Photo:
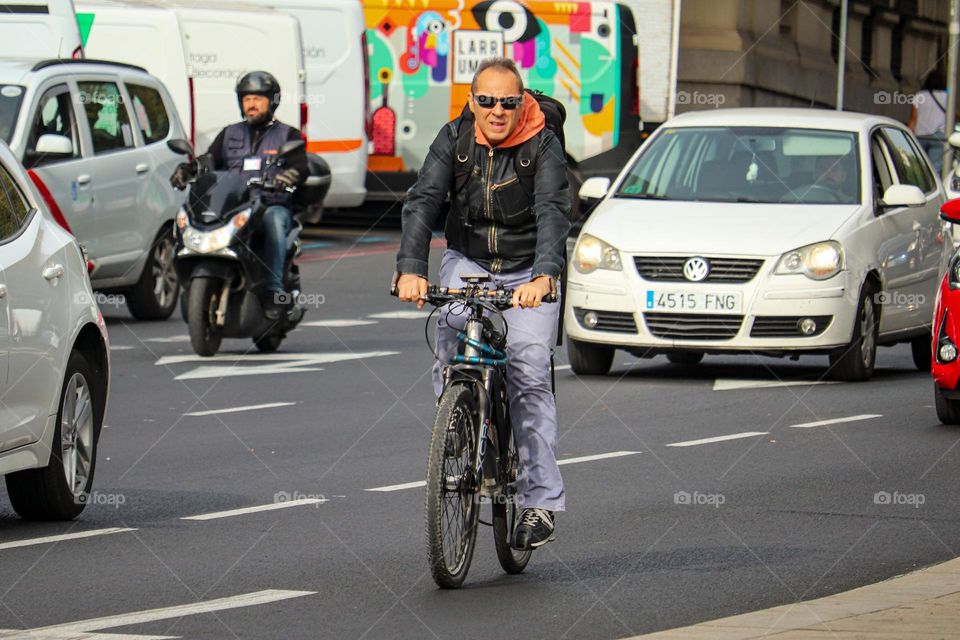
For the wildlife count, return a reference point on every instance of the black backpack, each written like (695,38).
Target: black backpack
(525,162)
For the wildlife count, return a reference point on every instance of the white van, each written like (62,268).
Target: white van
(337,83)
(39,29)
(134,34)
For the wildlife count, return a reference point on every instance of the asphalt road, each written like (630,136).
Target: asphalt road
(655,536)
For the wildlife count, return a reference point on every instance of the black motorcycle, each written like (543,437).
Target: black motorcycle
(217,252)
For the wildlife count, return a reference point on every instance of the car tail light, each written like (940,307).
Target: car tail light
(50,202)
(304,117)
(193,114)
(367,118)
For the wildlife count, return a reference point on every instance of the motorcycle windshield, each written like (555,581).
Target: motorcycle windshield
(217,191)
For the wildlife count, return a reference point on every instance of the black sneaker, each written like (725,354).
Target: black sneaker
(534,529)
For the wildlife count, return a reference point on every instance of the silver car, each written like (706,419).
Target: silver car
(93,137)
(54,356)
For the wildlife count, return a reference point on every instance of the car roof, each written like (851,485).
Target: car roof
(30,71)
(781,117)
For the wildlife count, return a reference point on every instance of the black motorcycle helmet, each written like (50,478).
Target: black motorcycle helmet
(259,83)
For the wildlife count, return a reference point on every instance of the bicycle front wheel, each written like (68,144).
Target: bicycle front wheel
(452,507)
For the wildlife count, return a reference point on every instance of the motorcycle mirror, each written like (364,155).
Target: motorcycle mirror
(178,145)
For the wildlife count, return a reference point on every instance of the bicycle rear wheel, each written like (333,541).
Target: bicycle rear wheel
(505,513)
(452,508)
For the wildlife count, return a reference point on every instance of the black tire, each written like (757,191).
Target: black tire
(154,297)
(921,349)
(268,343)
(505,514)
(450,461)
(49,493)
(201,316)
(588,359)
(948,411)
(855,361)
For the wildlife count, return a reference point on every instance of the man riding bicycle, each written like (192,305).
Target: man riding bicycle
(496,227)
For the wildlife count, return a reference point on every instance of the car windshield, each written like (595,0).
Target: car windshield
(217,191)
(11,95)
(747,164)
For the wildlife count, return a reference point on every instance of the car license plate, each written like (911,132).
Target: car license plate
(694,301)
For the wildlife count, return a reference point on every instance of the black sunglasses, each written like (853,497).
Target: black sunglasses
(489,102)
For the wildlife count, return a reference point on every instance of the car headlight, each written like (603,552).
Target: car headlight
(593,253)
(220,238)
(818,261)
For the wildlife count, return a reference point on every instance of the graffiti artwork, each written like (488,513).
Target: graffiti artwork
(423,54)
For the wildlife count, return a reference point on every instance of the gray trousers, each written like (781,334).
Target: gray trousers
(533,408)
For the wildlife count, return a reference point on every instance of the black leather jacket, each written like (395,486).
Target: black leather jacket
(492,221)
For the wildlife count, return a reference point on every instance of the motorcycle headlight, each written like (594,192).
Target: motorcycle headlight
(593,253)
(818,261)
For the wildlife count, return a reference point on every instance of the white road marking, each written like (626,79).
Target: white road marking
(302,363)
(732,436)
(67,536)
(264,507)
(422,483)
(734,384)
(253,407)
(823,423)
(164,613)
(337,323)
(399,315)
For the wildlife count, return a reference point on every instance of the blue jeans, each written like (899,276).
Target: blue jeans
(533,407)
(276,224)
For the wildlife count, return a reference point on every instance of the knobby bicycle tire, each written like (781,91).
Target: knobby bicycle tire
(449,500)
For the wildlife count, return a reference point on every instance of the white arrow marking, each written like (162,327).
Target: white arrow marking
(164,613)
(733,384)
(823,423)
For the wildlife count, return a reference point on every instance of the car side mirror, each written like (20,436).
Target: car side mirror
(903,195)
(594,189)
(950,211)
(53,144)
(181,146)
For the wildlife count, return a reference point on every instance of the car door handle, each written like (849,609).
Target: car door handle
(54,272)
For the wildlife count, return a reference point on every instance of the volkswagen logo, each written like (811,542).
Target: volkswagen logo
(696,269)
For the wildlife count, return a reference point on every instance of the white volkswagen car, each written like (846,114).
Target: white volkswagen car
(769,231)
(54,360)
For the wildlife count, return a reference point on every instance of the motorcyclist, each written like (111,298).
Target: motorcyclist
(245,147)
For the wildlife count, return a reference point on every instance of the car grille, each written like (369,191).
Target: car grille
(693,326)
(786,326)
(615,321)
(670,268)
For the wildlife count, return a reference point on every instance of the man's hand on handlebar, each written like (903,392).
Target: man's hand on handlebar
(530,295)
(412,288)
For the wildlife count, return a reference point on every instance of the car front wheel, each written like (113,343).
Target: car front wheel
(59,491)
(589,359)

(INSTRUCTIONS FOR THE TASK)
Restate every record exactly, please; do not copy the pictures.

(YOUR SOLUTION)
Photo:
For the wildlife count, return a reference point on every instance of the black backpack, each written like (695,38).
Target: black backpack
(525,162)
For the wildlife count, return a reference point on every instance of the white van, each written like (62,268).
Target: white van
(337,83)
(39,29)
(134,34)
For the wildlife count, return a reference point on every instance of the asphalt road, each written like (630,136).
Target: asphalt road
(655,536)
For the wildlife count, return a reference point on every instance of the black motorcycle, each written like (543,437).
Target: black motorcycle
(217,252)
For the wildlife count, return a reference point on every instance of the car tail light, each written like (940,307).
Target: car tail light
(50,202)
(304,117)
(193,114)
(367,118)
For the wildlife count, return a reference point on every instance of the motorcycle windshield, each written like (555,581).
Target: motorcycle windshield
(217,191)
For the wildlife count, return a reference point on every instance of the black sneaker, each written like (725,354).
Target: black sneaker
(534,529)
For the wildlife count, return a reference point on every instance of the silver car, each written like (706,419).
Target: silver car
(93,137)
(54,356)
For the wildlife count, return a reference point on every instance of the car roof, each written like (851,485).
Target: car roof
(30,71)
(781,117)
For the wildlife count, return a reference point on every instance of the black motorcycle helmet, each written like (50,478).
Target: black motorcycle helmet
(259,83)
For the wildlife count, return a reference point on every instance of the bicycle front wheel, each written like (68,144).
Target: bicycle front wheel
(452,507)
For the wildlife count, return a reference point on every instance of the motorcycle mirror, each written like (364,155).
Target: motorcycle mirror
(178,145)
For the wildlife count, return a reference point on every instance of the bicycle rear wheel, each written like (333,541).
Target: bicycle rear wheel
(505,513)
(452,508)
For the wildlife count, return a reference point on every instance of the black tire, each written like (757,191).
Target: black tire
(154,297)
(921,349)
(268,343)
(505,514)
(450,461)
(49,493)
(201,316)
(588,359)
(948,411)
(855,361)
For the wildlife count, return a reference point on every instance of the man riding bicycle, each written like (192,305).
Target: man riding bicycle
(496,227)
For the wildlife count, return a reference point on every instance of the car windshield, each written like (595,0).
Target: car windshield
(217,191)
(11,95)
(747,164)
For the wildlife count, return a reference point on every instance of the car license plate, each written like (911,132).
Target: car license plate
(694,301)
For the wildlife count, return a reference point on every instance of the black sunglasses, each written like (853,497).
Target: black sunglasses
(489,102)
For the wildlife count, return a reference point on every instance of the car headlight, each written like (603,552).
Target: car headlight
(593,253)
(220,238)
(818,261)
For the wildlife count, return a reference point on every instance of the graffiti artwork, each written like (488,513).
Target: graffiti artwork
(423,54)
For the wildlife count, return a reference point on every instance of the gray trousers, each written like (781,334).
Target: gray trousers
(533,408)
For the wildlife count, return a reference point on every instance of the black leather jacket, each written like (395,486).
Target: black leather jacket
(492,221)
For the wildlife count, return a reference point on every instance of the motorcycle headlight, each written like (594,192).
Target: motorcycle headlight
(593,253)
(818,261)
For the wildlife count, return a reference point on every instance of the white road marking, each written like (626,79).
Target: white road marking
(302,363)
(732,436)
(67,536)
(264,507)
(422,483)
(734,384)
(253,407)
(823,423)
(164,613)
(337,323)
(399,315)
For the wildlife count, return a reference point on every instance of the blue jeans, each written like (899,276).
Target: blue jeans
(533,407)
(276,224)
For the wildlife count, return a reference point on every instance of the knobby bicycle tire, each written like (781,91).
Target: knobby bicycle tire
(449,500)
For the wildlife count, return a reference point on every instance of the white arrow marking, each written like (162,327).
Target: white arrow marking
(164,613)
(733,384)
(823,423)
For the wildlife count, return a reference point on every instance of the car side mirror, each written like (20,436).
Target: car side mirror
(903,195)
(594,189)
(950,211)
(53,144)
(181,146)
For the wildlife count, return a reference point on every instance of the car door handle, each written like (849,609).
Target: car door handle
(54,272)
For the wildlife count, return a reference point on every instance of the volkswagen logo, each written like (811,542).
Target: volkswagen logo
(696,269)
For the wildlife count, return a reference point on every instance of the white volkswagen car, each written like (846,114).
Target: white volkswagen car
(769,231)
(54,360)
For the wildlife count, return a reference point on every instance of the motorcyclist, each written like (111,298).
Target: motorcyclist
(245,147)
For the wildlife count, return a reference point on every instance of the car grille, each written like (369,191).
Target: car grille
(693,326)
(786,326)
(615,321)
(670,268)
For the wildlife count, return a reference point on every instance of the man's hand on handlebar, each written like (903,392).
Target: man's hand on handlebar
(530,295)
(412,288)
For the wildlife count, return a reference point on every instance of the car front wheel, each written like (113,343).
Target: car front wheel
(59,491)
(589,359)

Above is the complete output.